Extracted records
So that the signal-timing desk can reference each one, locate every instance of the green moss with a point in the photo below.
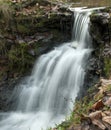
(22, 29)
(19, 58)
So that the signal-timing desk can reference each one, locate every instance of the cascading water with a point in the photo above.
(47, 96)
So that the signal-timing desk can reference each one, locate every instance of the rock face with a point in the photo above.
(100, 31)
(27, 30)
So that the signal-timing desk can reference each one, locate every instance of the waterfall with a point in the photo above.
(48, 95)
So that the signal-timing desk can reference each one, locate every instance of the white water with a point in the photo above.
(47, 96)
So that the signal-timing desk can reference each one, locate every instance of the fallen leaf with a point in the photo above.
(107, 119)
(108, 113)
(99, 124)
(108, 102)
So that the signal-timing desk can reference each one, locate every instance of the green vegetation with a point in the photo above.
(107, 68)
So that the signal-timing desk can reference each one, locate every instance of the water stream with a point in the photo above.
(47, 96)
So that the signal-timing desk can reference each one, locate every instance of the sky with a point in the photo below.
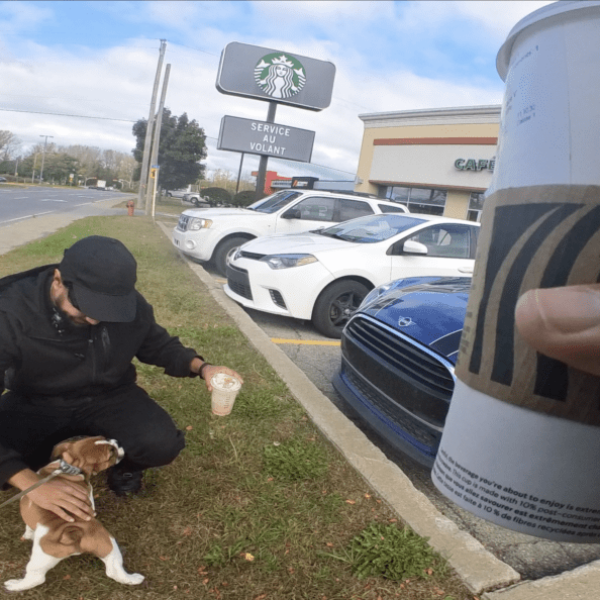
(83, 72)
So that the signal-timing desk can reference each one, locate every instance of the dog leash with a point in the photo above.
(64, 468)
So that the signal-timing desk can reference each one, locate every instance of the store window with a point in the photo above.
(419, 200)
(475, 207)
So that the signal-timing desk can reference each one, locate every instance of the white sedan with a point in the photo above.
(323, 275)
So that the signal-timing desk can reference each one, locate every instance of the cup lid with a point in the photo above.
(552, 11)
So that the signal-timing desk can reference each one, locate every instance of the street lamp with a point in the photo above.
(44, 155)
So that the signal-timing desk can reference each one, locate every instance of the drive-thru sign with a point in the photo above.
(267, 139)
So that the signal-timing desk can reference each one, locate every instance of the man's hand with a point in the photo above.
(563, 323)
(210, 371)
(56, 495)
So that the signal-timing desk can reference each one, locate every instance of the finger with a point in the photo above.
(563, 323)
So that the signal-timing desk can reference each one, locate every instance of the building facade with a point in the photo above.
(436, 161)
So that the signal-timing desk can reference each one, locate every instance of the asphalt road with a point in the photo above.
(19, 203)
(319, 357)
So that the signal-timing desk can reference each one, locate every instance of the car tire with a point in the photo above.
(335, 306)
(219, 258)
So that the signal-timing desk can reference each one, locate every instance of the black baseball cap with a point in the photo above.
(102, 274)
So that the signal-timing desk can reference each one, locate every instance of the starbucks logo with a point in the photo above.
(279, 75)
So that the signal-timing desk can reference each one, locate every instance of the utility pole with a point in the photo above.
(33, 169)
(44, 154)
(262, 165)
(146, 156)
(150, 196)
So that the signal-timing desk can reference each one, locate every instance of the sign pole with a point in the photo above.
(262, 166)
(237, 185)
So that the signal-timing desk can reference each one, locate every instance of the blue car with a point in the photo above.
(399, 350)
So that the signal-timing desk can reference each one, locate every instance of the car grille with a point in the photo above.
(396, 417)
(406, 376)
(277, 298)
(238, 281)
(183, 222)
(251, 255)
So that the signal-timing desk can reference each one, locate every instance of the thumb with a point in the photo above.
(563, 323)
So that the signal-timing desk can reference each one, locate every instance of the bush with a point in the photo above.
(216, 195)
(244, 198)
(393, 553)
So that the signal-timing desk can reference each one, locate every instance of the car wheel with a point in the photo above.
(335, 306)
(219, 258)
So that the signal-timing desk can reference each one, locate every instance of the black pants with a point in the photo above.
(33, 426)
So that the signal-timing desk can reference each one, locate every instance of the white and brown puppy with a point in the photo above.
(54, 538)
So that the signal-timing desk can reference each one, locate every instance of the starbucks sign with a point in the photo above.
(275, 76)
(279, 75)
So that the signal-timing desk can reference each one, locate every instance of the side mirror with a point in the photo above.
(292, 213)
(412, 247)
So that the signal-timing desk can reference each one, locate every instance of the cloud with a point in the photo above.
(388, 56)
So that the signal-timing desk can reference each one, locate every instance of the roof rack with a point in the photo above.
(348, 193)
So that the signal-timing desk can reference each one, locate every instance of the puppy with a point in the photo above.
(54, 538)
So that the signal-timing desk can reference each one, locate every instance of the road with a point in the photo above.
(319, 358)
(20, 203)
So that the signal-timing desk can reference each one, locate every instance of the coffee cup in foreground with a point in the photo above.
(225, 389)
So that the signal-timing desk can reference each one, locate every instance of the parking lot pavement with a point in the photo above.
(477, 565)
(533, 558)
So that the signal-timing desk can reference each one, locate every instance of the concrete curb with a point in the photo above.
(582, 583)
(478, 568)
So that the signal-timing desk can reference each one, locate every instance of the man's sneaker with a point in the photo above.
(123, 483)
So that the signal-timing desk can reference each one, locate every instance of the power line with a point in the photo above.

REQUEST
Your task is to set down the records shown above exactly, minus any pictures.

RIGHT ANSWER
So that the signal-timing desk can reference each one, locate every instance of the green moss with a point in the photo below.
(22, 29)
(19, 58)
So that the signal-timing desk can reference each one, locate every instance of the cascading water with a point in the photo above.
(47, 96)
So that the signal-timing desk can reference each one, locate every instance of the rock face with a point in the photo above.
(100, 31)
(27, 30)
So that the signal-timing desk can reference each one, locate every instance of the waterfall with a point in the photo above.
(48, 95)
So that the signal-timing desk can reference each one, locate every instance of the white water with a point in the photo above.
(47, 96)
So that the signal-timing desk can reference each one, locate every instance of the fallen leaf with a point in the photo above.
(107, 119)
(108, 113)
(99, 124)
(108, 102)
So that the signal-timing desk can reference each one, locate every instance of the green vegetation with a point in the photo above.
(107, 68)
So that the signal-timing desk can reference each one, locate every instance of the water stream with a point in the photo above.
(47, 96)
So that the signal-timing desk can reference each one, locate every instance of the sky with a point in the photo below.
(83, 72)
So that the signal-timing desk can reference each one, locate every instance of the dog leash with a point in the photo above.
(64, 468)
So that the signal-timing desk can reference each one, locate every instance of the store window with a point in the photo above.
(419, 200)
(475, 207)
So that the signal-timing desk can reference each one, locate every instance of the white sedan with a point in the photo above.
(323, 275)
So that the signal-timing desk can reference each one, locate every instance of the cup lid with a point in the photo above.
(552, 11)
So that the signal-timing desk can reference each one, locate every instance of the street lamp with a point in the photo above.
(44, 155)
So that the signal-timing desk can reference each one, locate every instance of the drive-thru sign with a point in the photo above.
(267, 139)
So that the signal-timing desk can reference each one, locate every instance of the man's hand with a point in the photo above.
(563, 323)
(210, 371)
(56, 495)
So that the signal-timing desk can reference each one, locate every instance of the finger with a point in the photo above.
(563, 323)
So that the signal-timing desk can reference each one, locate every instance of the building facade with a point in the photo above.
(436, 161)
So that the signal-timing desk can reference each one, locate every instance of the asphalt road with a point in the photo above.
(19, 203)
(319, 357)
So that the signal-timing desk can reference each one, locate every instance of the car tire with a point in the photo above.
(335, 306)
(219, 258)
So that the signal-timing desk can reference each one, locate every instance of the black baseball cap with a point in the photo above.
(102, 274)
So that the signal-timing desk can reference each one, locate every instance of the starbucks logo with a point in the photo above.
(279, 75)
So that the signal-timing desk can reference each one, locate every instance of the utility pole with a point in the photo above.
(33, 169)
(44, 154)
(262, 165)
(146, 156)
(150, 196)
So that the signal-timing desk can reference each one, locate every instance of the sign pole with a point in the photo above.
(262, 166)
(237, 185)
So that the signal-timing desk can reference each one, locate every instance of the blue car with a point in the photo above.
(399, 350)
So that the signal-timing desk can reference each one, locate every instance of the car grille with a point in the photo above.
(396, 417)
(406, 376)
(277, 298)
(238, 281)
(183, 222)
(251, 255)
So that the signal-timing desk can reference each one, locate every instance of the thumb with a point in the photo above.
(563, 323)
So that the signal-timing desk can reference each one, locate every instance of the bush with a point in the photo above.
(216, 195)
(244, 198)
(393, 553)
So that the signal-timing desk can reference each one, locate every instance of the car wheel with a point in the photo above.
(335, 306)
(219, 258)
So that the signal-timing desk can reference each one, locate every instance of the black pants with a point in the photo above.
(33, 426)
So that the signal-timing desk can reference each one, locate every instance of the white and brown puppy with a point in the photo above.
(54, 538)
So that the signal-timing desk can reference each one, locate every instance of the starbucks sign with a point in the photo above.
(275, 76)
(279, 75)
So that the signal-timing desk can reference each one, locate every instance of the side mirror with a point in the photo above.
(292, 213)
(412, 247)
So that the signal-timing desk can reference each one, locate every instance of the cloud with a point in the photo above.
(388, 56)
So that the signal-timing desk can reference each one, locate every instance of the roof rack with a point in the photo above.
(348, 193)
So that the signal-timing desk can reference each one, locate every instance of the puppy with a point in the photo above.
(54, 538)
So that the signal-timing desk can reference each one, locate every instance of the road with a point in the photo above.
(319, 358)
(20, 203)
So that the signal-timing desk can reference each one, locate every instance of the coffee cup in foreground with a point in the photo above.
(225, 389)
So that the signal-timing desk can reference each one, locate every instance of the parking lot pavement with a point in the photo above.
(477, 565)
(533, 558)
So that the signal-timing desk can reference each one, locate every instance of the concrete curb with a point in the photo above.
(582, 583)
(478, 568)
So that the signal-timing desk can reference each one, locate every instance of the man's sneaker with a point in the photo above.
(123, 483)
So that the signal-timing desk can reference each one, locate every instance of the power line with a point in the photo above.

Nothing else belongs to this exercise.